## TEXT SEGMENT
Understanding Quadratic Functions

Before we jump into finding the vertex, let's quickly recap what a quadratic function is. A quadratic function is a polynomial function of the second degree, meaning the highest power of the variable (usually x) is 2. The general form of a quadratic function is:

f(x) = ax² + bx + c

Where a, b, and c are constants, and a is not equal to 0. The graph of a quadratic function is a parabola, which is a U-shaped curve. This parabola can open upwards (if a > 0) or downwards (if a < 0). The vertex is a crucial point on this parabola – it's either the minimum point (if the parabola opens upwards) or the maximum point (if the parabola opens downwards).

In our specific example, f(x) = x² + 10x - 3, we can see that a = 1, b = 10, and c = -3. Since a is positive (1 > 0), the parabola opens upwards, meaning the vertex represents the minimum point of the function.

Why is the vertex so important? Well, it gives us key information about the quadratic function's behavior. It tells us the function's minimum or maximum value, and it helps us understand the symmetry of the parabola. The vertex is located at the axis of symmetry, which is a vertical line that divides the parabola into two symmetrical halves. Knowing the vertex allows us to easily sketch the graph of the quadratic function and analyze its properties.

## WORK REQUIRED
Answer these questions using the text on quadratic functions:
(a) In the general form of a quadratic function, what condition must a satisfy?
(b) For f(x) = x² + 10x - 3, does the vertex represent the minimum or the maximum point of the function?
(c) What kind of line is the axis of symmetry, and what does it do to the parabola?

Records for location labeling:

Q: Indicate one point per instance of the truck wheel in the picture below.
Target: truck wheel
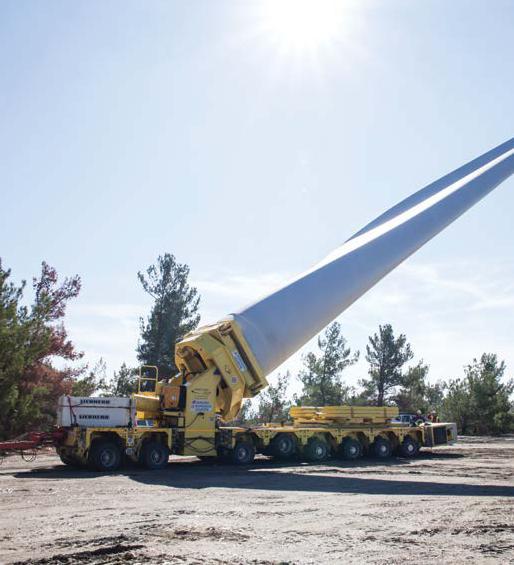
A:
(105, 456)
(351, 448)
(382, 448)
(316, 450)
(243, 453)
(283, 446)
(409, 447)
(155, 455)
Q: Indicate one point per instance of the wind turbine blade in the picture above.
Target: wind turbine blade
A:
(278, 325)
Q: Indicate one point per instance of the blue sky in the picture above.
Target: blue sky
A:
(250, 144)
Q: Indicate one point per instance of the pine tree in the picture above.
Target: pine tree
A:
(321, 377)
(174, 312)
(386, 356)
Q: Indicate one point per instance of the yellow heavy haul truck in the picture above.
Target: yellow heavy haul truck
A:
(222, 364)
(185, 416)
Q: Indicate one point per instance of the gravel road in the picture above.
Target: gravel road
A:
(453, 505)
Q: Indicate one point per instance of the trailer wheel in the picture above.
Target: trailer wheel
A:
(351, 448)
(409, 447)
(382, 448)
(155, 455)
(283, 446)
(243, 453)
(105, 456)
(316, 450)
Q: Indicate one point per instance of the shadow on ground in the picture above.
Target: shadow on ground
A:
(272, 476)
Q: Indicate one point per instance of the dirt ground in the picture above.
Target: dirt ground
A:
(453, 505)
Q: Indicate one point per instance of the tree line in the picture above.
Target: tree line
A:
(479, 401)
(38, 362)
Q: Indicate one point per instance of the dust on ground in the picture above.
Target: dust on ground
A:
(452, 504)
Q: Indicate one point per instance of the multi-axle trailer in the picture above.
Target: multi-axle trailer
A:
(316, 434)
(222, 364)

## RESPONSE TO THE TASK
(a) a must not be equal to 0.
(b) The minimum point.
(c) It is a vertical line that divides the parabola into two symmetrical halves.